Réécris le texte fourni en commençant par « Voilà, je vous » et en allant jusqu'à « principal quotidien espagnol. », avec « sœur Anne » remplacé partout par « cousine Anne ».

__TEXTE FOURNI__
|---|

Mes chères contrariées, mes chers contrariens !
Voilà, je vous avais promis un petit voyage en Espagne, alors
partons pour la péninsule ibérique, où
évidemment, comme vous ne pouvez pas l’ignorer tout va mieux que
bien, la situation est totalement sous contrôle et l’euro ne
risque rien, puisque Mario Draghi, notre gouverneur
a encore redit, pas plus tard qu’en fin de semaine dernière, que
sa sœur Anne voyait revenir la croissance en Europe pour la seconde
moitié de cette année. Elle est sympa tout de même cette
sœur Anne. Elle ne voit que ce que l’on souhaite que l’on
voit.
C’est un article des plus sérieux puisqu’il se
trouve dans El Pais le principal quotidien espagnol.
« Avec
la crise de Bankia on a pensé que
l’Espagne pouvait sortir de l’euro »

|---|

__SECTION DES DONNÉES__

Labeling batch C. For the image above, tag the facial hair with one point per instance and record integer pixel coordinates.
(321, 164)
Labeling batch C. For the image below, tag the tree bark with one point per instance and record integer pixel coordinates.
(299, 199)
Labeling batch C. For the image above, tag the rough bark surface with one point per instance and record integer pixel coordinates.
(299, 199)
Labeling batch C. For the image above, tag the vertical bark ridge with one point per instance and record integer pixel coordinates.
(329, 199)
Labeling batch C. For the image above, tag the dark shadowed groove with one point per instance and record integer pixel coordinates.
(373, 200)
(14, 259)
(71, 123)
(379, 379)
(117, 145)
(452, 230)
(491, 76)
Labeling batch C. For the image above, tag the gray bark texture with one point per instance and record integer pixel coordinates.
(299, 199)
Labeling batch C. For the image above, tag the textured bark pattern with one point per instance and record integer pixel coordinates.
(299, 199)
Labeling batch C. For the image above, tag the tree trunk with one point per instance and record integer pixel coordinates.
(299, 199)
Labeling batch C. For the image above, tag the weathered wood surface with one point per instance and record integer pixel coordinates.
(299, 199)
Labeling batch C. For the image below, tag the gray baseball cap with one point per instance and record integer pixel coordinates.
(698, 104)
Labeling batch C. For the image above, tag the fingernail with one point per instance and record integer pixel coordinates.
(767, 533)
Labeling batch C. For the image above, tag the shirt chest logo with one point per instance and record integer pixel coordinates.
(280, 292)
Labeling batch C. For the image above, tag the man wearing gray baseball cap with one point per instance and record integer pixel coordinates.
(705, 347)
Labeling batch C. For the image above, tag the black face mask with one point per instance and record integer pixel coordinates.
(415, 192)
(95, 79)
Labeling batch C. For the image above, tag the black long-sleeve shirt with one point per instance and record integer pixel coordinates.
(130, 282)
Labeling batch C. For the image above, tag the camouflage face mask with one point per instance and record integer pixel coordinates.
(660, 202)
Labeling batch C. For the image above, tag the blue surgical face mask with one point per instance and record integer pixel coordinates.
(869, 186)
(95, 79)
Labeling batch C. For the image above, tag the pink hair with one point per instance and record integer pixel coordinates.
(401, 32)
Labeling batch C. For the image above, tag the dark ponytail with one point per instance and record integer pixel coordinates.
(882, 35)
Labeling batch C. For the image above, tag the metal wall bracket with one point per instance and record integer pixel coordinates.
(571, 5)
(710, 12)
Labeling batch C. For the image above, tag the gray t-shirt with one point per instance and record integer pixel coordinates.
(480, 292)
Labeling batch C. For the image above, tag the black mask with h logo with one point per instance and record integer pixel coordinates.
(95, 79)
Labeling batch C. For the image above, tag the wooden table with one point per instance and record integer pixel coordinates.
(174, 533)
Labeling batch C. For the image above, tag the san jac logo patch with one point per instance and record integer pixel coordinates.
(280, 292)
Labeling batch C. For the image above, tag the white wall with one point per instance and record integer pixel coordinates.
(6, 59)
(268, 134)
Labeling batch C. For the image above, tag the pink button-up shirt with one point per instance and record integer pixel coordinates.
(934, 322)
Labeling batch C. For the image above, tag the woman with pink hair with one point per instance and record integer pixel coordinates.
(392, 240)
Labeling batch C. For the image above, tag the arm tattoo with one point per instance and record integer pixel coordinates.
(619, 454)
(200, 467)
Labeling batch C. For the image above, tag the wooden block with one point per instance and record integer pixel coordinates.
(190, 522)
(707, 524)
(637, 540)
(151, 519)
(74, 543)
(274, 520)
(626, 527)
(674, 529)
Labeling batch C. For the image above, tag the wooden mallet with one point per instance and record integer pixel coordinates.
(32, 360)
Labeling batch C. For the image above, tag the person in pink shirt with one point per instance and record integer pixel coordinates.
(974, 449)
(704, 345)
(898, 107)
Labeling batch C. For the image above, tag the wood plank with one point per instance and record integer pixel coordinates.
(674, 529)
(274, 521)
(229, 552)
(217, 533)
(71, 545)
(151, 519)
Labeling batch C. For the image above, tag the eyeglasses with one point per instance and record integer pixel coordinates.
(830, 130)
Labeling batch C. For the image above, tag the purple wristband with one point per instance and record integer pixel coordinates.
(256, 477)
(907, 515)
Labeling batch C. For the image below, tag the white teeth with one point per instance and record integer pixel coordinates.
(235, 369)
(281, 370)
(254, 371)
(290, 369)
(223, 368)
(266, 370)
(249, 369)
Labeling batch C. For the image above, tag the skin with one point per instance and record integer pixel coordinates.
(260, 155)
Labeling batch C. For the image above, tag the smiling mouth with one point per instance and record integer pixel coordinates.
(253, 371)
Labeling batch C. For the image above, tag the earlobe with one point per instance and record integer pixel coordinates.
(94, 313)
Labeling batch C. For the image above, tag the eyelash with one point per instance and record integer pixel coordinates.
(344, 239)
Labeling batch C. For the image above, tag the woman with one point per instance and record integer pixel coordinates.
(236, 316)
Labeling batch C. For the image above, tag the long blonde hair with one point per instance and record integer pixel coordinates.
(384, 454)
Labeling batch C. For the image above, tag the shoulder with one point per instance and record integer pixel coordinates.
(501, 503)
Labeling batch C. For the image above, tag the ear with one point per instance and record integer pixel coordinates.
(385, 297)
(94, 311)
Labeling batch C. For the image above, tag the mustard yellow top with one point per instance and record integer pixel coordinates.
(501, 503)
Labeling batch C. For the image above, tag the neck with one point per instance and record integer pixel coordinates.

|---|

__RÉSULTAT OBTENU__
Voilà, je vous avais promis un petit voyage en Espagne, alors
partons pour la péninsule ibérique, où
évidemment, comme vous ne pouvez pas l’ignorer tout va mieux que
bien, la situation est totalement sous contrôle et l’euro ne
risque rien, puisque Mario Draghi, notre gouverneur
a encore redit, pas plus tard qu’en fin de semaine dernière, que
sa cousine Anne voyait revenir la croissance en Europe pour la seconde
moitié de cette année. Elle est sympa tout de même cette
cousine Anne. Elle ne voit que ce que l’on souhaite que l’on
voit.
C’est un article des plus sérieux puisqu’il se
trouve dans El Pais le principal quotidien espagnol.